# Jobs
1. In the NFSv4.1 mailing-list message, how many operations does the server's reply to the SEQUENCE call claim to contain?
2. Carry on writing the NFSv4.1 mailing-list message, starting right after its last line.

# Supplied passage
____
From: Olga Kornievskaia <aglo@umich.edu>
To: "J. Bruce Fields" <bfields@fieldses.org>
Cc: Trond Myklebust <trond.myklebust@primarydata.com>,
"J. Bruce Fields" <bfields@redhat.com>,
Anna Schumaker <anna.schumaker@netapp.com>,
linux-nfs <linux-nfs@vger.kernel.org>
Subject: Re: [PATCH v2] NFSv4.1: Fix up replays of interrupted requests
Date: Thu, 19 Oct 2017 13:07:29 -0400 [thread overview]
Message-ID: <CAN-5tyHbNgj33Ec8Ww4LYU_OEwo6RA0E2STL1qZYfsbg_AjUwA@mail.gmail.com> (raw)
In-Reply-To: <20171018212329.GA29604@fieldses.org>
On Wed, Oct 18, 2017 at 5:23 PM, J. Bruce Fields <bfields@fieldses.org> wrote:
> On Mon, Oct 16, 2017 at 02:36:23PM -0400, bfields wrote:
>> On Mon, Oct 16, 2017 at 01:07:57PM -0400, Olga Kornievskaia wrote:
>> > Network trace reveals that server is not working properly (thus
>> > getting Bruce's attention here).
>> >
>> > Skipping ahead, the server replies to a SEQUENCE call with a reply
>> > that has a count=5 operations but only has a sequence in it.
>> >
>> > The flow of steps is the following.
>> >
>> > Client sends
>> > call COPY seq=16 slot=0 highslot=1(application at this point receives
>> > a ctrl-c so it'll go ahead and close 2files it has opened)
____
# Raw records
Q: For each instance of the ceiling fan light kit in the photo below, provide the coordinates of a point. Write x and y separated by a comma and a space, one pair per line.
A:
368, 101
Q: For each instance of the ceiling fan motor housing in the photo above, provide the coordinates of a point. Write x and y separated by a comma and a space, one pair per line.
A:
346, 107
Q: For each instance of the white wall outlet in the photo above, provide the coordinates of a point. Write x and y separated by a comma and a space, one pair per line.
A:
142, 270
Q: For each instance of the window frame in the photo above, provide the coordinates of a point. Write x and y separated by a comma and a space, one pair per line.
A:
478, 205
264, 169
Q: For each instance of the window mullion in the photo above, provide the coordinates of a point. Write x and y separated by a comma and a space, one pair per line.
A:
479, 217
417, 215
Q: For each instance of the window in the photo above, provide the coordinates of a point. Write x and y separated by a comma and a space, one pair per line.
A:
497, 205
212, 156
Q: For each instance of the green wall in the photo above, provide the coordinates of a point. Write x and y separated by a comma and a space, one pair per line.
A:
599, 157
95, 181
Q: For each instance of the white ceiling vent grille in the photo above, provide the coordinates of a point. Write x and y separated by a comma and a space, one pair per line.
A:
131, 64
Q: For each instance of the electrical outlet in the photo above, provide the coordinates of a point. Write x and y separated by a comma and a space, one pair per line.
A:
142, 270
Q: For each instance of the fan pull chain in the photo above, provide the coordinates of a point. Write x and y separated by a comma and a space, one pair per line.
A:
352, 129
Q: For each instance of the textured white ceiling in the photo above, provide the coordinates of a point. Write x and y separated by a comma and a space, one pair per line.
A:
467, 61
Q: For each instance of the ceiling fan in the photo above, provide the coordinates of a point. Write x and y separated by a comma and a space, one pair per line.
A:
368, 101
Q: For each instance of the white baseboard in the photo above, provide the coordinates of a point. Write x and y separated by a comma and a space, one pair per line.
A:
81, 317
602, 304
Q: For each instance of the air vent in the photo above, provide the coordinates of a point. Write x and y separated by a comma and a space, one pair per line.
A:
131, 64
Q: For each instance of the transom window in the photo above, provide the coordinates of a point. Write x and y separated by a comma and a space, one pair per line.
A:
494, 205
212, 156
____
# Outputs
1. Five operations (count=5), although the reply holds only a SEQUENCE.

2.
>>
>> Is cachethis set on that the SEQUENCE op in that copy compound?
>>
>> > call CLOSE seq=1 slot=1 highslot=1
>> > call SEQUENCE seq=16 slot=0 highslot=1
>> > reply CLOSE OK
>> > reply SEQUENCE ERR_DELAY
>> > another call CLOSE seq=2 slot=1 and successful reply
>> > reply COPY ..
>> > call SEQUENCE seq=16 slot=0 highslot=0
>> > reply SEQUENCE opcount=5
>>
>> And that's the whole reply?
>>
>> Do you have a binary capture that I could look at?
>
> Thanks, yes, the client behavior is arguably out of spec (it's sending a
> "retry" that doesn't match the original call), but I understand why it's
> doing this, and clearly responding with a corrupted reply isn't right.
> (And probably the client can deal with any reply short of one that's
> actually corrupted.) Do the following patches help? (Actually I think
> either one on its own should do the job, but I haven't done much
> testing.)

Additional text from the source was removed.